What to work on →
Print the lines below word for word, leaving out the pictures.

Recorded information →
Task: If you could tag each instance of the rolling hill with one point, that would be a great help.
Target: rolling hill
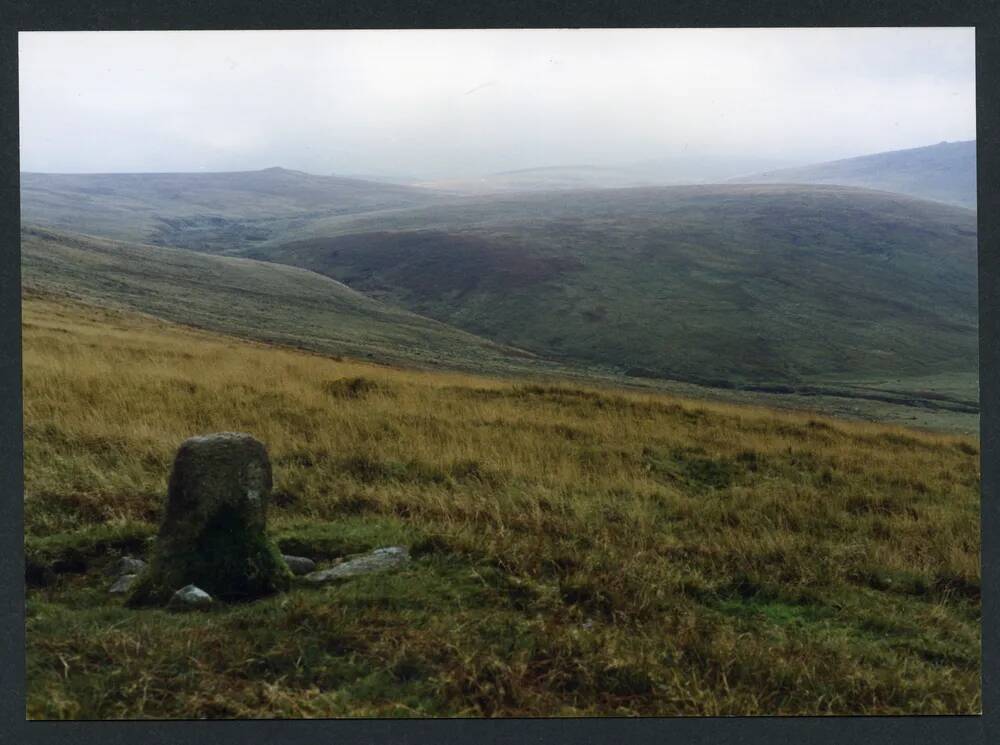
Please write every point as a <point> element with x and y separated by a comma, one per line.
<point>213,212</point>
<point>945,172</point>
<point>251,299</point>
<point>726,285</point>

Finished exercise →
Task: If you could tag each instance of the rolling hill with one point, that would be a great help.
Target: rolling hill
Please write every point as a <point> element with x and y separated by a comma, one per line.
<point>213,212</point>
<point>945,172</point>
<point>251,299</point>
<point>726,285</point>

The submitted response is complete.